**Source:**
"""
Usually, when I tell people I’m Russian, they immediately associate me and my culture with communism, Vladimir Putin, bad driving, land mass, dancing bears, and/or vodka. They don’t consider for a second the fact that Russia is an incredibly racially and culturally diverse country with centuries of richly saturated literature, history, and tradition. Sure, society knows of War and Peace, Anna Karenina, and Crime and Punishment, but not without some Western perspective or influence. I feel as if schools here don’t shine enough light on the of what Russian culture and literature is and its benefits. I mean call me biased, but some of the greatest poets, writers, philosophers, playwrights, and actors were Russian.

Now, I admit: I haven’t discovered all the secrets and knowledge of Russian history, literature, and language. In all honesty, I’m just as lost as you. And so that brings me to the purpose of my blog. I plan to document my findings, and also create masterpieces inspired by Russian events in history, literature, and overall my experiences of accepting my origins and learning to love them. I think this will help the two of us get our heads out of these stereotypes and broaden our cultural and writing horizons.

Currently, I am in the process of writing a short story inspired by Imperial Russia and the romance, danger, controversy, and elegance interlaced in it. I want to tell the perspectives lost in the explosion of recent media broadcasting Russia to be this immoral, blood thirsty, dictatorship. I’m not saying it’s perfect, because it definitely isn’t, but I do want to shed light on the aspects of it that I find extraordinary and that is often left uncovered by North America.

I remember when I was a younger and constantly terrified of being judged due to my culture. Everyone had their own opinion on Russia different to my reality of it. I loved listening to the funny Russian folk tales my mom always told me and the Russian New Years that made me feel drunk on exhaustion and excitement, the curious clothes and candy my grandmother sent me, hearing my royal full name waltz off my mother’s lips.
"""
**Supplied information:**
"""
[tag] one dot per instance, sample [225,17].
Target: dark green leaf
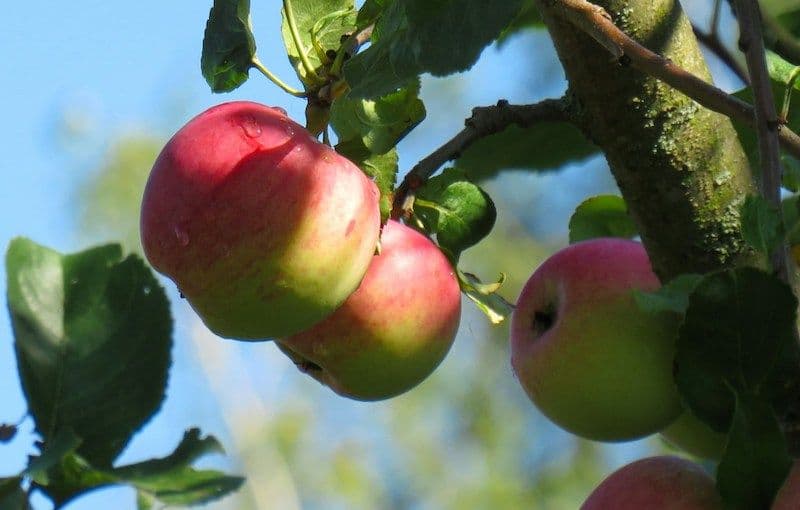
"""
**Tasks to perform:**
1. In the blog post about Russian heritage, what is the writer currently writing?
2. List every association that, according to the blog post about Russian heritage, people immediately make when the writer says they are Russian.
3. Continue the blog post about Russian heritage after its final sentence.
The data plays no role here.

**Answers:**
1. A short story inspired by Imperial Russia.

2. Communism, Vladimir Putin, bad driving, land mass, dancing bears, and vodka.

3.
That name. My dreaded full name.

No one could pronounce it. Everyone in my sixth grade class made fun of me for it. So I grew to hate it just like everything else about being Russian. And slowly, I began to lose my identity, as well as my mother tongue. Thankfully, I still know how to speak the language, and still recall fragments of how to read and write it.

As of now, I am a very satirical individual who enjoys to put smiles on people’s faces. But more than anything I love to learn, and educate others. I am a published writer, a passionate English, History, and Drama student, a wanna-be intellectual and film/theater director, a hungry reader, and a first generation immigrant from Russia.

And, to tell the truth, I’ve only just come to terms with my nationality, all because I actually sat down and listened and accepted. I stopped soaking in the headlines and blushing at the Soviet Union jokes my peers always cracked, and indulged in the beauty of Russian writers and poets, the fragrance of their words in my mouth.

I even ached for someone to say my name.

My real name.

Finally, I recognize the girl in the yearbook with the fancy, European name underneath her photo.

Finally,I understand what it means to be Russian, truly Russian, and it has become my mission to gain all the knowledge I lost from my overwhelming Western childhood: to gain peace with my ancestors and their stories.

Whether you call me Liza or Liz or whatever,  I will always be Elizaveta.

And I’ll always be proud of it.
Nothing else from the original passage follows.